• **WHAT IS ASKED**
Write out the whole of the material exactly.

Records from a data source:
┌──

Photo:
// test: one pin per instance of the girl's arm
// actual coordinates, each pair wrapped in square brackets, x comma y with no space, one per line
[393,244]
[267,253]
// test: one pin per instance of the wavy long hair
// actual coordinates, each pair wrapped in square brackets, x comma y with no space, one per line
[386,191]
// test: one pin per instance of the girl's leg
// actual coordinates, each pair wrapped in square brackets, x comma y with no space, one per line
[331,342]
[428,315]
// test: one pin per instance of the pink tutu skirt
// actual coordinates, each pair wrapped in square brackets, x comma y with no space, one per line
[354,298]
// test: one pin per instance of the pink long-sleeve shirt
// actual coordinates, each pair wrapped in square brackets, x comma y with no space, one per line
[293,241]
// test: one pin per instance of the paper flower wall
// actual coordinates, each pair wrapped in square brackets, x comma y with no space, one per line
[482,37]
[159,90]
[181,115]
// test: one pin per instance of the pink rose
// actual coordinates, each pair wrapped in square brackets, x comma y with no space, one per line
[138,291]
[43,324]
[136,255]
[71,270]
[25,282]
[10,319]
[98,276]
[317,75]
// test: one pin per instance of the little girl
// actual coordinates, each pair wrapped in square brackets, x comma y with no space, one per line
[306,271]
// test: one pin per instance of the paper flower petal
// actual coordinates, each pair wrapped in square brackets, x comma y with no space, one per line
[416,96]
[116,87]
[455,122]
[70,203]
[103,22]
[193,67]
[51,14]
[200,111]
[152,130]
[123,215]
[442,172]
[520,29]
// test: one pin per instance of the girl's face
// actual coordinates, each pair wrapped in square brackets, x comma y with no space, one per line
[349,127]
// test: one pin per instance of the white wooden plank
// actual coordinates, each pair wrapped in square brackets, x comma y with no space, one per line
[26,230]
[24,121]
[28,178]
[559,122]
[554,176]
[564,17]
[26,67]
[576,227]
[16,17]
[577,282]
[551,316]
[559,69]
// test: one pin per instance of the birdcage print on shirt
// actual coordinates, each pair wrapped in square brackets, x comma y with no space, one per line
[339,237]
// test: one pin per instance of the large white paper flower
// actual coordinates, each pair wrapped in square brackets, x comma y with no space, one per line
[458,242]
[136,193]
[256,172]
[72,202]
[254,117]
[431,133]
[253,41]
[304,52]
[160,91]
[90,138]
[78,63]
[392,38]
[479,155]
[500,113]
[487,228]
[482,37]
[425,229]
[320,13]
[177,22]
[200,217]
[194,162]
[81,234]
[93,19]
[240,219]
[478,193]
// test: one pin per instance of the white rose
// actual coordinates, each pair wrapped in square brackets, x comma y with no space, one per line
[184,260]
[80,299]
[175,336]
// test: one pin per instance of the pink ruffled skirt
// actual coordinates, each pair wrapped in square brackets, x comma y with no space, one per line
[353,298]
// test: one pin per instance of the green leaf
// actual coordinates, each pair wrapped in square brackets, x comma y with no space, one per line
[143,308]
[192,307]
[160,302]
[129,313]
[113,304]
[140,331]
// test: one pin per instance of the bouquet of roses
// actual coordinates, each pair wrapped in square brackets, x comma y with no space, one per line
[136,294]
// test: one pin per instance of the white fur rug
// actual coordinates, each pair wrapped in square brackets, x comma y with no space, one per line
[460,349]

└──

• **ANSWER**
Photo:
// test: one pin per instance of the girl's arm
// actual coordinates, each pair wrapped in square brackets, x comma y with no space, one per line
[393,244]
[267,253]
// test: one pin per instance of the wavy long hair
// actual coordinates, each pair wrapped in square brackets, x comma y with no space, one per line
[386,191]
// test: one pin per instance of the girl's leg
// actual coordinates, each pair wrapped in square brackets, x comma y with no space, one per line
[331,342]
[428,315]
// test: one pin per instance of the pink tutu skirt
// actual coordinates, each pair wrapped in square brackets, x comma y with no space, one per line
[354,298]
// test: one pin per instance of the pink long-sleeve shirt
// actual coordinates, each pair wrapped in square brackets, x comma y with no space, one per line
[293,241]
// test: one pin per instance of the paper flower wall
// actual coordinates, each pair wrapped in square brackets, x comma y with no space, one per line
[482,37]
[159,90]
[181,115]
// test: one pin per instance of the pink rose
// actual coordinates, each pair wrapped in square brackets, x comma y with no space, one per line
[138,291]
[43,324]
[136,255]
[71,270]
[25,282]
[10,319]
[98,276]
[317,75]
// test: one pin per instance of the little girl
// actual coordinates, each pair wrapped in square brackets, x comma y with no space, one per line
[306,271]
// test: one pin per instance of the paper flower petal
// actual coordinates, each pair wrapped in square brackets, x comma y with no space, one per line
[416,96]
[116,87]
[455,122]
[70,203]
[103,22]
[193,67]
[51,14]
[200,111]
[152,130]
[123,215]
[442,172]
[520,29]
// test: one pin per instance of the girl's face
// actual coordinates, each pair wrapped in square brackets, x comma y with no space, one per line
[349,127]
// test: one pin per instance of the white wooden plank
// actual coordinates, each pair wrapped in square brackets, x comma y with no space, one per line
[26,230]
[24,121]
[28,178]
[559,122]
[554,176]
[564,17]
[26,67]
[576,227]
[16,17]
[577,282]
[551,316]
[559,69]
// test: one pin per instance of the birdcage print on shirt
// actual coordinates, each pair wrapped in square brackets, x comma y with no space, one per line
[339,237]
// test: one pin per instance of the large white paper flower
// actual coordinates, each pair wrapped in square brackets, x comma y with no space, one per line
[458,242]
[136,193]
[256,172]
[72,202]
[254,117]
[431,133]
[253,41]
[304,52]
[160,91]
[90,138]
[78,63]
[392,38]
[479,155]
[500,113]
[487,228]
[482,37]
[425,229]
[320,13]
[177,22]
[200,217]
[194,162]
[81,234]
[93,19]
[240,219]
[478,193]
// test: one pin per instance of the white rose
// actual coordinates, each pair wrapped in square brackets, x comma y with no space, one per line
[184,260]
[80,299]
[175,336]
// test: one pin per instance of the pink ruffled skirt
// actual coordinates, each pair wrapped in square brackets, x comma y with no space, one per line
[353,298]
// test: one pin per instance of the green leaf
// actual coordinates, each pair wrapped in square brackets, x comma y with no space, one per line
[143,308]
[192,307]
[160,302]
[129,313]
[113,304]
[140,331]
// test: one pin per instance of the bouquet of roses
// actual coordinates, each pair wrapped in square brackets, x comma y with no space, one per line
[136,294]
// test: one pin per instance of the white fur rug
// actual coordinates, each pair wrapped in square brackets, x comma y with no space, one per line
[460,349]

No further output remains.